Please list every line in the records below that contains the string "dirt", copying each such line in full. Matches must have the same capitalization.

===

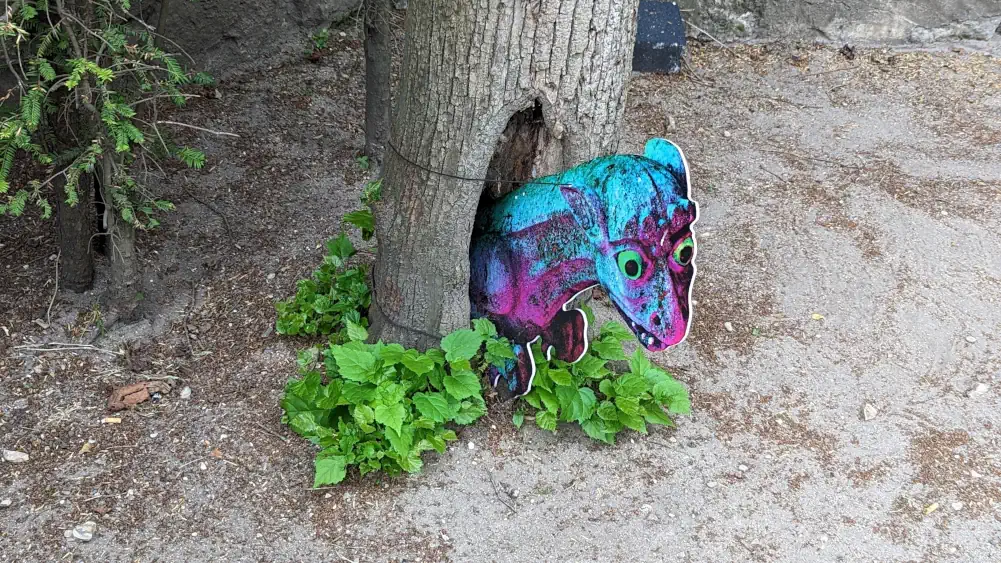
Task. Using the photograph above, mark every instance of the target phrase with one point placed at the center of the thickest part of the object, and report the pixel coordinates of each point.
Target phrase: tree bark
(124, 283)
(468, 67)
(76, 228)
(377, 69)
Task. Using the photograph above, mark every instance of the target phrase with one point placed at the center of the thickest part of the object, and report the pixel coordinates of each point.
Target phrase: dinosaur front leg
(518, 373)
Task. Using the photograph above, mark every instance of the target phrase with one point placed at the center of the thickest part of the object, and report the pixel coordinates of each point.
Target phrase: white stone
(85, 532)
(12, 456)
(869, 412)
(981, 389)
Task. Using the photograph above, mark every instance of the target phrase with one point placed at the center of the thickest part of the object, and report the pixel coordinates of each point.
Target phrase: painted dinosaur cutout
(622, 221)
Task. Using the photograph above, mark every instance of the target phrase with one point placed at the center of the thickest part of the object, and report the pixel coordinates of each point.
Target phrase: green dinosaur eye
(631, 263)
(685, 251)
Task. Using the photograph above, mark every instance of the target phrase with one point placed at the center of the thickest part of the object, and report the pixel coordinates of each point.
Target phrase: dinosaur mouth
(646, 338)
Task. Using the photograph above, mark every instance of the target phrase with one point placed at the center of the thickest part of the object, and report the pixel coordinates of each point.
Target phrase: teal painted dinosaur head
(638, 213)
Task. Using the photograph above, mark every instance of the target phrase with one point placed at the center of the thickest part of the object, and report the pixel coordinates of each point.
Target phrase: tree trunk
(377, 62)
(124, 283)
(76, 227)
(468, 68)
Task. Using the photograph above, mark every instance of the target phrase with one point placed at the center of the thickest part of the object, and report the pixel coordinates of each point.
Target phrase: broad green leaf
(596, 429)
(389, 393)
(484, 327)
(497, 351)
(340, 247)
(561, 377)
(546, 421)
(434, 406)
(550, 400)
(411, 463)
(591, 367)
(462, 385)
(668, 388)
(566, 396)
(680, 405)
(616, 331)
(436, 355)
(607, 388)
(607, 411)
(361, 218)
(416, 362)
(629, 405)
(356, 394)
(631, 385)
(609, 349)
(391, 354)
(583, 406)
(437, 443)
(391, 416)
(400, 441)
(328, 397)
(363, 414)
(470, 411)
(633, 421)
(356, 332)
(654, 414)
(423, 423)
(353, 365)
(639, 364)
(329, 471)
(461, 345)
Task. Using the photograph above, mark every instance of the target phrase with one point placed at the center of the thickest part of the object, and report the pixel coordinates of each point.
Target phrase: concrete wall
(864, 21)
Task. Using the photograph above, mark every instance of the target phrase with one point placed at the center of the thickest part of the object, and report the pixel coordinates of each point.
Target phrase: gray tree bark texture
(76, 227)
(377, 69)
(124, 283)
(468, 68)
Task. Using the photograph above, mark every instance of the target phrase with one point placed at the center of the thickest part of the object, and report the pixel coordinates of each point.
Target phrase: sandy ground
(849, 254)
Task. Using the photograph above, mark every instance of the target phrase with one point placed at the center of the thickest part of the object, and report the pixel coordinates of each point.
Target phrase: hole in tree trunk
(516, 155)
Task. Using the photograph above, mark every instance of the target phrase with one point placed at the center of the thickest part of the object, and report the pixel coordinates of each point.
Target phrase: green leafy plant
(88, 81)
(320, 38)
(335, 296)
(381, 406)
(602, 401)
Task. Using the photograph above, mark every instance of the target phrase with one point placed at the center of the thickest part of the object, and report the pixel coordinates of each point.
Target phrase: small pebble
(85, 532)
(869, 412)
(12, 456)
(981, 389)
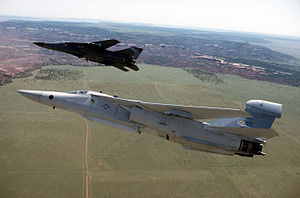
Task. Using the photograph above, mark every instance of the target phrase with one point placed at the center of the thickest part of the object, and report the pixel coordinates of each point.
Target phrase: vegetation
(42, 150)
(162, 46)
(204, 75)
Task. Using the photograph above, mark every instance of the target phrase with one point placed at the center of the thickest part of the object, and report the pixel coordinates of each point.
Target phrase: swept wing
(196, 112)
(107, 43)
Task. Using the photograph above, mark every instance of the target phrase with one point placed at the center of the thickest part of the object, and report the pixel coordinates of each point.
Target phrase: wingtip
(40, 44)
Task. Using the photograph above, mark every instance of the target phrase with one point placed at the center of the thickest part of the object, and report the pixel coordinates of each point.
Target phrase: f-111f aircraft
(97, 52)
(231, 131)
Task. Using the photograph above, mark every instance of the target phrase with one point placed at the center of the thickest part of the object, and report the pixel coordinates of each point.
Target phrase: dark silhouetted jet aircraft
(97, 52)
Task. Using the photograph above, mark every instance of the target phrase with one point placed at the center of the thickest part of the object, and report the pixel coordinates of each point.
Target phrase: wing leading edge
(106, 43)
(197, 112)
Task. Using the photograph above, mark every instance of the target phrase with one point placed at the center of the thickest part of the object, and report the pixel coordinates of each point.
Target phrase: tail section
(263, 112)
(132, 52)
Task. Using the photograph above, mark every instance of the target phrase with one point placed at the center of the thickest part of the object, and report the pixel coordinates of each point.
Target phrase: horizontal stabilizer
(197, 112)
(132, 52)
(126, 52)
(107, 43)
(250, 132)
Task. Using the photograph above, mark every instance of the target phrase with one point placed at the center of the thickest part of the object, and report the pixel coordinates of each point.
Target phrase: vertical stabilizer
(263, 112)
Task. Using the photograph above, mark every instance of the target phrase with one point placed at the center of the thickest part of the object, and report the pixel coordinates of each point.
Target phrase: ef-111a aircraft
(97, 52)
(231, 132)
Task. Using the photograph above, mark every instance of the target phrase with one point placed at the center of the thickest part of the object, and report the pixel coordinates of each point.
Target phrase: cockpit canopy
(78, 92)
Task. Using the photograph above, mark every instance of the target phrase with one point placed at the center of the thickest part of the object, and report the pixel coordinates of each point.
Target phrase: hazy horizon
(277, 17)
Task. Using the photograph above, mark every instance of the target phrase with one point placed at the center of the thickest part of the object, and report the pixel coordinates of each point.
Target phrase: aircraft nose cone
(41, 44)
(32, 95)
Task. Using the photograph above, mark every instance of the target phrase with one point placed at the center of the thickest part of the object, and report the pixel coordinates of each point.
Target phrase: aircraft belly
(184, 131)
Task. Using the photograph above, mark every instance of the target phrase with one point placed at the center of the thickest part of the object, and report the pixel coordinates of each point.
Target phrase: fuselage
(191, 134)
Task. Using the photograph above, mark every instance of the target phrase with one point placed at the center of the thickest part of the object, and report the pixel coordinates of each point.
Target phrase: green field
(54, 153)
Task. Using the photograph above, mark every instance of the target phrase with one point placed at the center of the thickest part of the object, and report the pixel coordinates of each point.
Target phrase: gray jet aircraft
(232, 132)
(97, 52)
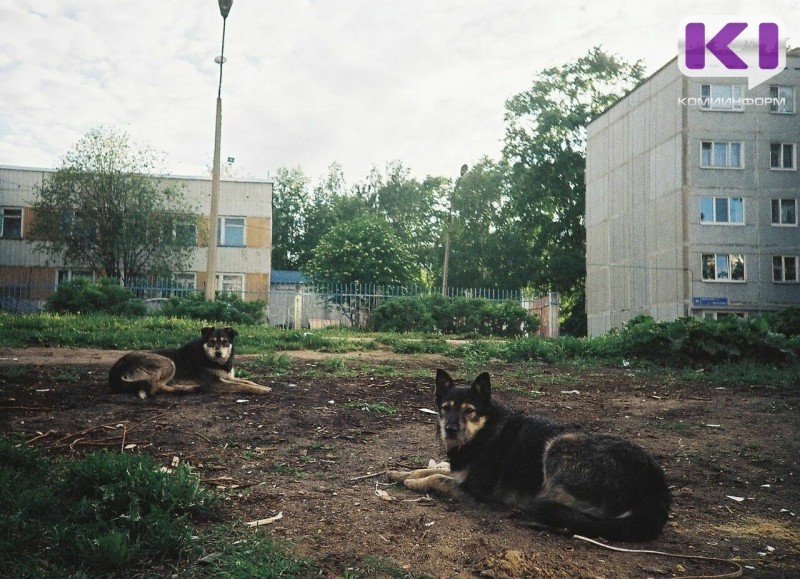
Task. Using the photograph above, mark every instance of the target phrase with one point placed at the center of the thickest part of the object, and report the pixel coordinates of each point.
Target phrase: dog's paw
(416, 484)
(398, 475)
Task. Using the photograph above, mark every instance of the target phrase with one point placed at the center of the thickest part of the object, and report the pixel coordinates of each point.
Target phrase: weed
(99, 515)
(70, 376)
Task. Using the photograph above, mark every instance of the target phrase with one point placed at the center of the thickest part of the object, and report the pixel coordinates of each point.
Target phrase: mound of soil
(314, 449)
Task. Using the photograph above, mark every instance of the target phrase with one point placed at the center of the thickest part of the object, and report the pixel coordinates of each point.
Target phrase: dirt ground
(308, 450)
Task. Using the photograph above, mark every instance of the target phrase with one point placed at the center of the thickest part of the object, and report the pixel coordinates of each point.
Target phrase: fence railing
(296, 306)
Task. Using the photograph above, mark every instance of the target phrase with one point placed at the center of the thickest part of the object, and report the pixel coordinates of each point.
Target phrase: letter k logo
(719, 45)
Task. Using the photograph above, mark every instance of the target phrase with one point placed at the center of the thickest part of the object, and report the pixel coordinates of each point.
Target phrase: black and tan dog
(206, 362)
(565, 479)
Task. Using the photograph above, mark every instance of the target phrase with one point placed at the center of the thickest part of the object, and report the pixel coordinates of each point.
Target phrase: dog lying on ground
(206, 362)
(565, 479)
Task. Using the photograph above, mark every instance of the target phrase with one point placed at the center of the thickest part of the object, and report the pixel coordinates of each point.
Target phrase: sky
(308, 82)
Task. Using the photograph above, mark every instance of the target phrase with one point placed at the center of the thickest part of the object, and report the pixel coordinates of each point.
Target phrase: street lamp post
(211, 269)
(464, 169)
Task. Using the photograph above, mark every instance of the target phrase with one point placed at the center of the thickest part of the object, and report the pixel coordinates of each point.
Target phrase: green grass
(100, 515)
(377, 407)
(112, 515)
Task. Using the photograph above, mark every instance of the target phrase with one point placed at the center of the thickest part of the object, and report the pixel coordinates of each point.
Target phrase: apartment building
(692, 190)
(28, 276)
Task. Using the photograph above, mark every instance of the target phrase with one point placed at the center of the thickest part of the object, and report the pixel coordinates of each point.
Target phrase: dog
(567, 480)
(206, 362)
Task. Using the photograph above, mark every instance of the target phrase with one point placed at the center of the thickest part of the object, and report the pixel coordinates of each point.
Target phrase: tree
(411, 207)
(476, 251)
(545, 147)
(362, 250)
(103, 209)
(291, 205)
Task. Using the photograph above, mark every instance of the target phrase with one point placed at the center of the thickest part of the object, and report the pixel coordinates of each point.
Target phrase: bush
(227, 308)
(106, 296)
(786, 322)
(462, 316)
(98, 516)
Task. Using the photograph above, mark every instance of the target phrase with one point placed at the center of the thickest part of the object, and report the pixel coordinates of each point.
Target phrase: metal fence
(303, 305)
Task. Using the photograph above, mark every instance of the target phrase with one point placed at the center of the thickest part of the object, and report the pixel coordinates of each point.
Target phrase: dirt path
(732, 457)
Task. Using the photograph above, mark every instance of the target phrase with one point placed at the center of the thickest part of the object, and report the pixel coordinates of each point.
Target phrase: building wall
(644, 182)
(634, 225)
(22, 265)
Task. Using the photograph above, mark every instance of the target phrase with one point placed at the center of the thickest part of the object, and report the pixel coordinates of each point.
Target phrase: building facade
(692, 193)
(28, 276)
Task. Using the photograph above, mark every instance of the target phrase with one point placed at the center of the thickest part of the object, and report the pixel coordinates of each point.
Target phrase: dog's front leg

===

(OUTPUT):
Target phrase: dirt ground
Target phrase: dirt path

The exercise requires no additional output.